[Records from a data collection]
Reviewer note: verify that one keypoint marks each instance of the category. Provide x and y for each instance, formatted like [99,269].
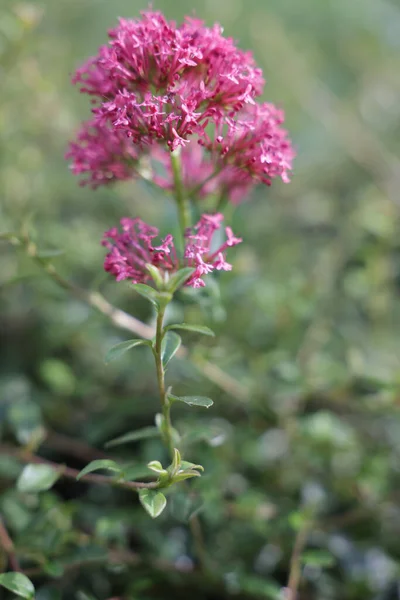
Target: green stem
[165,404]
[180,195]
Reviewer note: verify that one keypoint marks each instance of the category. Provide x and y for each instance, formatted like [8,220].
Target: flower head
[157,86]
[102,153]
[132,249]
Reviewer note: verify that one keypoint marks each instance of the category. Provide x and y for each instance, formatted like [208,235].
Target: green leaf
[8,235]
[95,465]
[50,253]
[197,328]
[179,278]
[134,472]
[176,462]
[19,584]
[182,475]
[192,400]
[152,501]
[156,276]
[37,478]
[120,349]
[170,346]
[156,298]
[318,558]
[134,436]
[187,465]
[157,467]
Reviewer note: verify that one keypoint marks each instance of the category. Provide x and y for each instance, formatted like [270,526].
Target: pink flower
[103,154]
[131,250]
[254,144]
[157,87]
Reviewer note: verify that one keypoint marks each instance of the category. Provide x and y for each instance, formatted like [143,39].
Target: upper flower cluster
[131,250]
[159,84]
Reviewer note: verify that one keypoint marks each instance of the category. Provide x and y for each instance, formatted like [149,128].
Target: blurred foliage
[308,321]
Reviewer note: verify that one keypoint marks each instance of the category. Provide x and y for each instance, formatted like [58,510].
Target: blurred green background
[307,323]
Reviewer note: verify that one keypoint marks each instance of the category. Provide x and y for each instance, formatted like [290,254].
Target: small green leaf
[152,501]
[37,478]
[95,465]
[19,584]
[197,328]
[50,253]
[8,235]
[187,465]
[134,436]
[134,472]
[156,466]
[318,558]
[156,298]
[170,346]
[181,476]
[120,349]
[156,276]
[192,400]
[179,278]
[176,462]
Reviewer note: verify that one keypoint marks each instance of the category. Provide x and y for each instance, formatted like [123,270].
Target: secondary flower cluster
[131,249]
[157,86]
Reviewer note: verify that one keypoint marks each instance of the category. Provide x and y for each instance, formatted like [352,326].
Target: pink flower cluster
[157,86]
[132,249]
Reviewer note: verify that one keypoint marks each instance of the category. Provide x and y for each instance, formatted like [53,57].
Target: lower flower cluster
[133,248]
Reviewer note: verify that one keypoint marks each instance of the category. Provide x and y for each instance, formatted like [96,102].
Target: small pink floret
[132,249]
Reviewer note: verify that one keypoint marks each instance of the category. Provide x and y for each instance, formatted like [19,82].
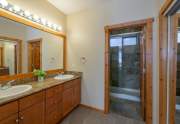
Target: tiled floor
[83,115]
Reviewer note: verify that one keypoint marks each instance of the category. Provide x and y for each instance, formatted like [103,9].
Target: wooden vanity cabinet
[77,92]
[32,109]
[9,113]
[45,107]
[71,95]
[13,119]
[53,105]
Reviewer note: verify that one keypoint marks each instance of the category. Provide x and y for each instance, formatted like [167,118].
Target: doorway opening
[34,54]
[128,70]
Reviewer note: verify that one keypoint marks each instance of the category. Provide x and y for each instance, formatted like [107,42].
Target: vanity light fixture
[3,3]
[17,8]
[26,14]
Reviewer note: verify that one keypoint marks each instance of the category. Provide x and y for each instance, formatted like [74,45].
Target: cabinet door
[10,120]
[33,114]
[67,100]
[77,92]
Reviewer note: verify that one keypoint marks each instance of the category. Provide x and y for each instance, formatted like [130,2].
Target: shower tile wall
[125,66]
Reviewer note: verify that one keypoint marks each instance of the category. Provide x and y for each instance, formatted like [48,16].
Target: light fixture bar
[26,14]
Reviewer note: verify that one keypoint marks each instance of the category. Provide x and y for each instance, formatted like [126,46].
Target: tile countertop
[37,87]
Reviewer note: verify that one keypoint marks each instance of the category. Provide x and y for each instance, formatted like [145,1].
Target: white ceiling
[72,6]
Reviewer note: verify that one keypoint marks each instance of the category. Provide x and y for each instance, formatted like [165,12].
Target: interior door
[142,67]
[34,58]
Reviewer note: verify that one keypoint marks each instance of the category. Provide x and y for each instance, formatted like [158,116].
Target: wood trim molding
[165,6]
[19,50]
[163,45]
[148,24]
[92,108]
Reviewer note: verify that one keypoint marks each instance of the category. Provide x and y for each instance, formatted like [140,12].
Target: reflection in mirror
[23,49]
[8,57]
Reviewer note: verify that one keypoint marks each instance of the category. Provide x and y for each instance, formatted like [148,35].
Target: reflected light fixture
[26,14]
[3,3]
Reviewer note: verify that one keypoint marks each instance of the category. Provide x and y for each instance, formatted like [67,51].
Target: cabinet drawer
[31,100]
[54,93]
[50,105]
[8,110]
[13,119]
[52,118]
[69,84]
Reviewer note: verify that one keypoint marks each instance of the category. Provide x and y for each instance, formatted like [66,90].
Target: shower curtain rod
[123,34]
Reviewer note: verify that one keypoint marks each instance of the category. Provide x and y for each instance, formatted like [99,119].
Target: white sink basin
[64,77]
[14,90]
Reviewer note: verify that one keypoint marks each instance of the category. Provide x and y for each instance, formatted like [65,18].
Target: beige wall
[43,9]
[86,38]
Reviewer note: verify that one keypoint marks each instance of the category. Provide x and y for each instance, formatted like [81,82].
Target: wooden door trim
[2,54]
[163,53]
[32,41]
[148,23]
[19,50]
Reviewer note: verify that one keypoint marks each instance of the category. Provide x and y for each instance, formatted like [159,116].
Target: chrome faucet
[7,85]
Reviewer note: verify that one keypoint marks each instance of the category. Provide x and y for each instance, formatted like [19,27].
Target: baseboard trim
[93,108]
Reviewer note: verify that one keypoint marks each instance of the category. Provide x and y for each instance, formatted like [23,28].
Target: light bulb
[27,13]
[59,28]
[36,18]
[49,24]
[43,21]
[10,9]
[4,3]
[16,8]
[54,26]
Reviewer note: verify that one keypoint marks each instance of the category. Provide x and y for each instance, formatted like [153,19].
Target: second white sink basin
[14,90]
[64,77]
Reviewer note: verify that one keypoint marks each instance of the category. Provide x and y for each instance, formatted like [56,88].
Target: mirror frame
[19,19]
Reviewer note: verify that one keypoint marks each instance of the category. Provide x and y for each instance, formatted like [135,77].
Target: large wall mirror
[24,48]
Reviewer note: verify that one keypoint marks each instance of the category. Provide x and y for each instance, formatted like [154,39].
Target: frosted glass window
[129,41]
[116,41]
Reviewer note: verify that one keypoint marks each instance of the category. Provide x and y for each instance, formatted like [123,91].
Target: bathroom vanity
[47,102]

What to work on
Send back the data above word for word, with the pictures left out.

Task result
Reviewer note: verify that one keypoint marks each instance of the category. Provide x and y for each instance, formatted like [99,269].
Target: green stem
[165,404]
[180,195]
Reviewer note: verify that one keypoint marks each instance of the category. Provide x and y for each instance, formatted like [8,220].
Target: flower head
[157,86]
[102,153]
[132,249]
Reviewer note: verify that one keypoint marks each instance of the category. Provide x and y for each instance, formatted like [208,235].
Target: green leaf
[8,235]
[95,465]
[50,253]
[197,328]
[179,278]
[134,472]
[176,462]
[19,584]
[182,475]
[192,400]
[152,501]
[156,276]
[37,478]
[120,349]
[170,346]
[156,298]
[318,558]
[134,436]
[187,465]
[157,467]
Reviewer note: verify that one keypoint marks each instance of the category. Provide x and y for each instance, formatted like [270,526].
Target: pink flower
[103,154]
[131,250]
[254,144]
[157,87]
Reviewer note: verify that one keypoint marks each instance of the category. Provide x and y for each instance, formatted like [143,39].
Target: upper flower cluster
[131,250]
[159,84]
Reviewer note: verify that one keypoint marks each instance of the category. Provide x and y for each instance, formatted like [149,128].
Target: blurred foliage
[308,321]
Reviewer note: verify that one keypoint marks each instance of the category. Provide x and y for each instance, formatted like [58,510].
Target: blurred green background
[307,323]
Reviewer note: verify that one keypoint marks each instance of the category. Provide x and y for each instance, formatted like [290,254].
Target: small green leaf
[152,501]
[37,478]
[95,465]
[19,584]
[197,328]
[50,253]
[8,235]
[187,465]
[134,436]
[134,472]
[156,466]
[318,558]
[156,298]
[170,346]
[181,476]
[120,349]
[156,276]
[192,400]
[179,278]
[176,462]
Reviewer note: verify that one keypoint marks each instance of the category. Provide x and y for each instance, formatted like [123,270].
Target: secondary flower cluster
[131,249]
[157,86]
Reviewer note: verify that one keypoint marks each instance of the category. Provide x and y for each instance, formatted like [352,326].
Target: pink flower cluster
[157,86]
[132,249]
Reviewer note: verify that one keypoint marks each instance of the category. Provide x and y for each instance, formatted like [53,57].
Target: lower flower cluster
[133,248]
Reviewer note: verify that one keypoint marks each instance of the category. Provide x and y for each instance, formatted like [96,102].
Target: small pink floret
[132,249]
Reviewer note: verify that one keypoint marks each instance of the category. Provide x and y for each instance, formatted like [19,82].
Target: tiled floor
[83,115]
Reviewer note: verify that one keypoint marks each instance of the category. Provide x and y for each instance, formatted like [103,9].
Target: wooden vanity cabinet
[77,92]
[32,109]
[9,113]
[45,107]
[71,95]
[13,119]
[53,105]
Reviewer note: verify that one keypoint marks each instance of the category. Provide x and y for each instance, formatted like [167,118].
Target: doorway opening
[34,54]
[128,70]
Reviewer note: verify that one keypoint marks each instance of the category. Provide x and y for each instance, formatted like [107,42].
Target: vanity light fixture
[3,3]
[17,8]
[26,14]
Reviewer note: verify that one keypoint marks each instance of the category. Provide x and y for each instance, formatted like [74,45].
Target: cabinet door
[10,120]
[33,114]
[67,100]
[77,92]
Reviewer note: verify that one keypoint marks each instance of the category. Provide x and y for each instance, formatted like [130,2].
Target: shower tile wall
[125,66]
Reviewer note: verify that one keypoint marks each instance of the category. Provide x and y for each instance, formatted like [48,16].
Target: light fixture bar
[26,14]
Reviewer note: verify that one keypoint marks each instance of the category. Provide x and y for each instance, formatted like [126,46].
Target: tile countertop
[37,87]
Reviewer note: verify that one keypoint marks each instance of the category. Provide x and y for each instance, formatted like [145,1].
Target: white ceiling
[72,6]
Reviewer note: verify that one keypoint marks each instance of the category. Provide x and y for each instance, formatted like [165,12].
Target: interior door
[142,67]
[34,58]
Reviewer note: verify that one keypoint marks each instance of the category. Provide x and y for each instance, formatted like [158,116].
Target: wood trim molding
[165,6]
[19,50]
[163,45]
[148,24]
[92,108]
Reviewer note: verify that one keypoint marks each instance of the category. Provide x and y for each instance, formatted like [140,12].
Target: reflection in mirror
[23,49]
[8,57]
Reviewer note: verify that one keypoint marks each instance of the category. Provide x and y for each instance, formatted like [148,35].
Target: reflected light fixture
[26,14]
[3,3]
Reviewer note: verify that one keypoint marks each instance of the category. Provide x and y for each instance, formatted like [67,51].
Target: cabinet drawer
[31,100]
[54,93]
[50,105]
[8,110]
[13,119]
[52,118]
[69,84]
Reviewer note: verify that one keypoint marks each instance of the category. Provide x and y for each instance, formatted like [66,90].
Target: shower curtain rod
[123,34]
Reviewer note: verify that one keypoint marks each instance of the category. Provide x and y for each instance, formatted like [99,119].
Target: white sink basin
[64,77]
[14,90]
Reviewer note: verify that one keypoint marks each instance of the category. Provide x and y for each instance, formatted like [65,18].
Target: beige wall
[43,9]
[86,38]
Reviewer note: verify that one keypoint marks each instance of the category. Provide x and y for each instance, formatted like [81,82].
Target: wooden door trim
[2,54]
[163,53]
[32,41]
[148,23]
[19,50]
Reviewer note: verify that one keypoint marks each instance of the category. Provide x and y for each instance, formatted like [159,116].
Target: chrome faucet
[7,85]
Reviewer note: verify that one keypoint marks each instance of the category. Provide x and y for each instance, formatted like [19,27].
Target: baseboard trim
[93,108]
Reviewer note: verify that one keypoint marks each instance of the category. Provide x and y for each instance, formatted like [23,28].
Target: light bulb
[27,13]
[59,28]
[36,18]
[49,24]
[43,21]
[10,9]
[4,3]
[16,8]
[54,26]
Reviewer note: verify that one keypoint marks each instance of the category. Provide x and y for each instance, formatted like [153,19].
Target: second white sink basin
[14,90]
[64,77]
Reviewer note: verify that one keypoint marks each instance of the category. Provide x and y for each instance, formatted like [56,88].
Target: mirror frame
[19,19]
Reviewer note: verify that one keypoint marks each instance of the category. Provide x and y for each instance, formatted like [135,77].
Target: large wall mirror
[24,48]
Reviewer note: verify that one keypoint marks each instance of the category. Provide x and y for each instance, formatted like [154,39].
Target: frosted glass window
[129,41]
[116,41]
Reviewer note: verify that one keypoint marks each instance of the category. Provide x and y for each instance, formatted like [123,91].
Target: bathroom vanity
[47,102]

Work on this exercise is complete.